Task objective » Begin at the line below that has "positive clicks: (244, 1622)" and stop after the line that has "positive clicks: (198, 1162) (132, 1180)". Please restate only those lines, word for word.

Given information »
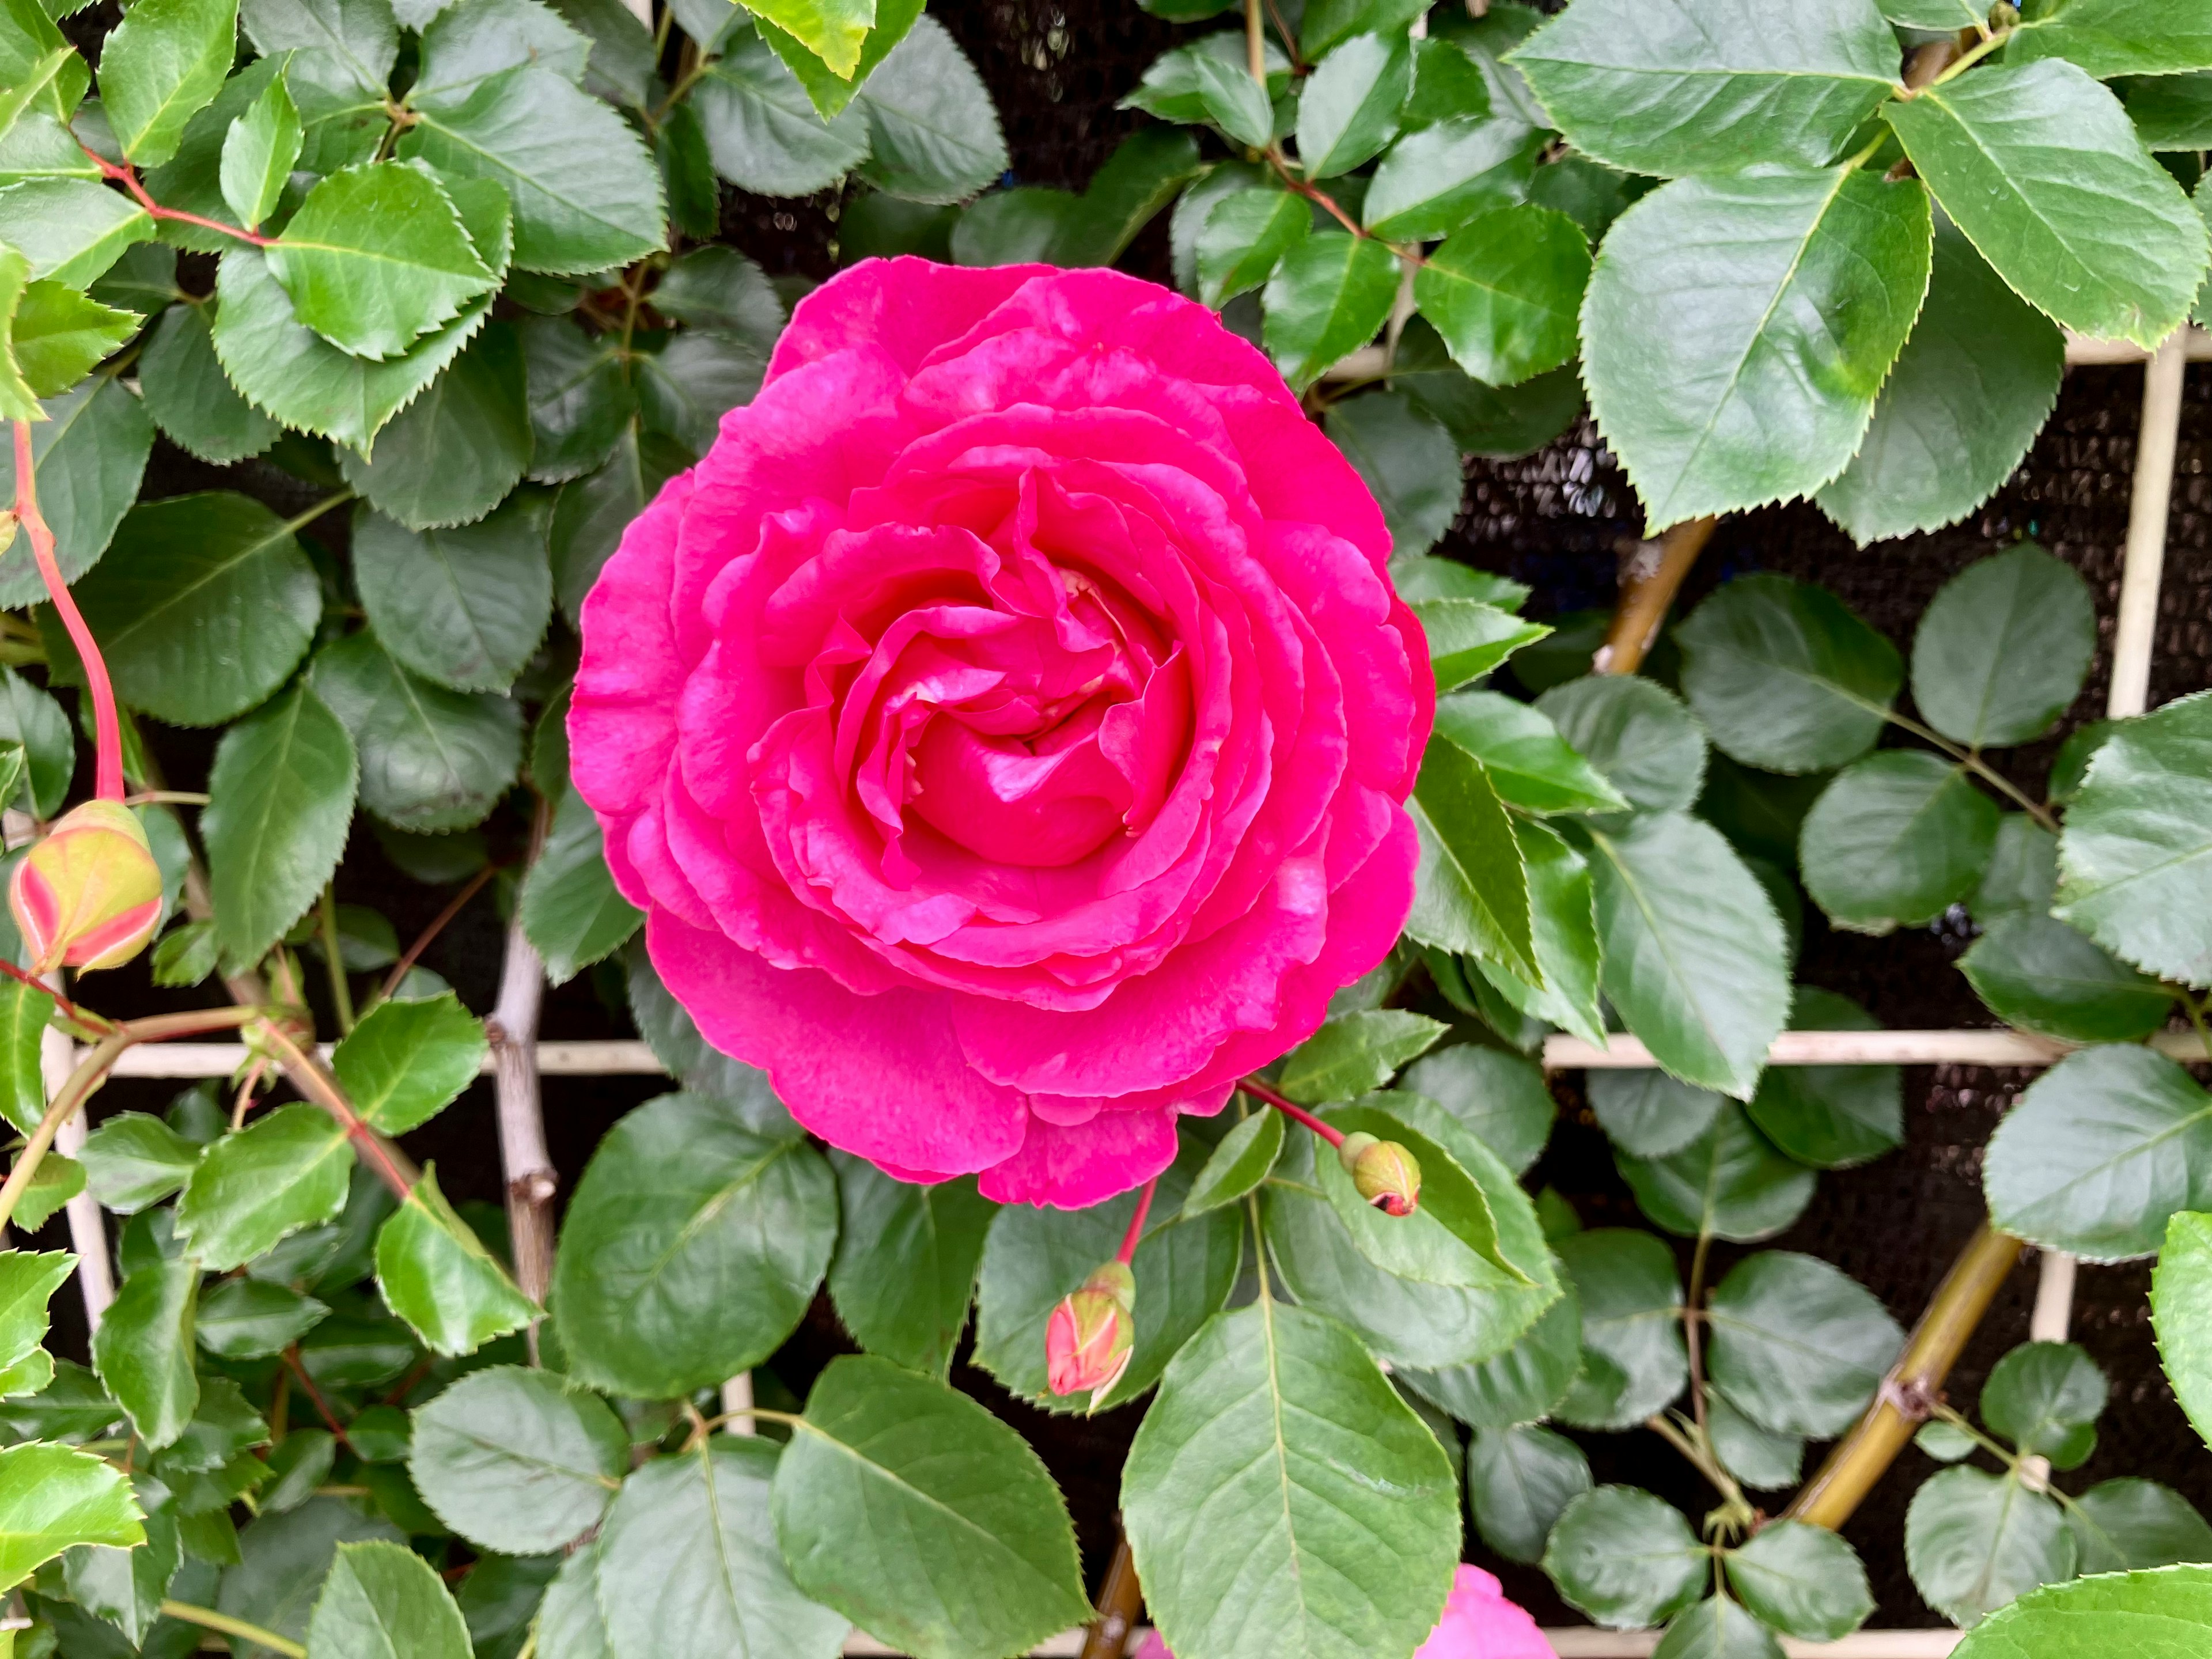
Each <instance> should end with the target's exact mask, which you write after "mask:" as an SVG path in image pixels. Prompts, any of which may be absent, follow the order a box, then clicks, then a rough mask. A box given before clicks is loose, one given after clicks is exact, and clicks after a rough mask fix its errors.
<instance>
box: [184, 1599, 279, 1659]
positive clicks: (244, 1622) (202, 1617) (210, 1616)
mask: <svg viewBox="0 0 2212 1659" xmlns="http://www.w3.org/2000/svg"><path fill="white" fill-rule="evenodd" d="M161 1613H166V1615H168V1617H173V1619H184V1624H197V1626H199V1628H201V1630H219V1632H221V1635H226V1637H239V1639H241V1641H252V1644H254V1646H261V1648H268V1650H270V1652H281V1655H285V1659H307V1650H305V1648H303V1646H299V1644H296V1641H292V1639H290V1637H281V1635H276V1632H274V1630H263V1628H261V1626H259V1624H248V1621H246V1619H232V1617H230V1615H228V1613H217V1610H215V1608H201V1606H195V1604H190V1601H161Z"/></svg>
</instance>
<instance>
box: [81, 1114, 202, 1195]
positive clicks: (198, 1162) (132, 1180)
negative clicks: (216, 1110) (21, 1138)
mask: <svg viewBox="0 0 2212 1659" xmlns="http://www.w3.org/2000/svg"><path fill="white" fill-rule="evenodd" d="M77 1161H80V1164H84V1183H86V1188H91V1194H93V1197H95V1199H100V1203H102V1208H106V1210H115V1214H137V1212H139V1210H144V1208H148V1206H153V1203H159V1201H161V1199H166V1197H168V1194H170V1192H175V1190H177V1188H181V1186H184V1183H186V1179H188V1177H190V1175H192V1166H195V1164H199V1146H195V1144H192V1141H188V1139H184V1135H179V1133H177V1130H173V1128H170V1126H168V1124H164V1121H161V1119H159V1117H148V1115H146V1113H117V1115H115V1117H111V1119H106V1121H104V1124H102V1126H100V1128H95V1130H93V1133H91V1135H88V1137H86V1141H84V1148H82V1150H80V1152H77Z"/></svg>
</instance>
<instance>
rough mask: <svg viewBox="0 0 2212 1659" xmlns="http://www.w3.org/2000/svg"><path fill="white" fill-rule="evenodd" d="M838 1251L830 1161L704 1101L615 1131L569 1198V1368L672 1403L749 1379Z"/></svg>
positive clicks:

Exercise solution »
positive clicks: (244, 1622) (202, 1617) (210, 1616)
mask: <svg viewBox="0 0 2212 1659" xmlns="http://www.w3.org/2000/svg"><path fill="white" fill-rule="evenodd" d="M161 1613H166V1615H168V1617H173V1619H184V1624H197V1626H199V1628H201V1630H219V1632H221V1635H226V1637H239V1639H241V1641H252V1644H254V1646H261V1648H268V1650H270V1652H281V1655H285V1659H307V1650H305V1648H303V1646H299V1644H296V1641H292V1639H290V1637H281V1635H276V1632H274V1630H263V1628H261V1626H259V1624H248V1621H246V1619H232V1617H230V1615H228V1613H217V1610H215V1608H201V1606H195V1604H190V1601H161Z"/></svg>
</instance>
<instance>
box: [81, 1114, 202, 1195]
positive clicks: (198, 1162) (132, 1180)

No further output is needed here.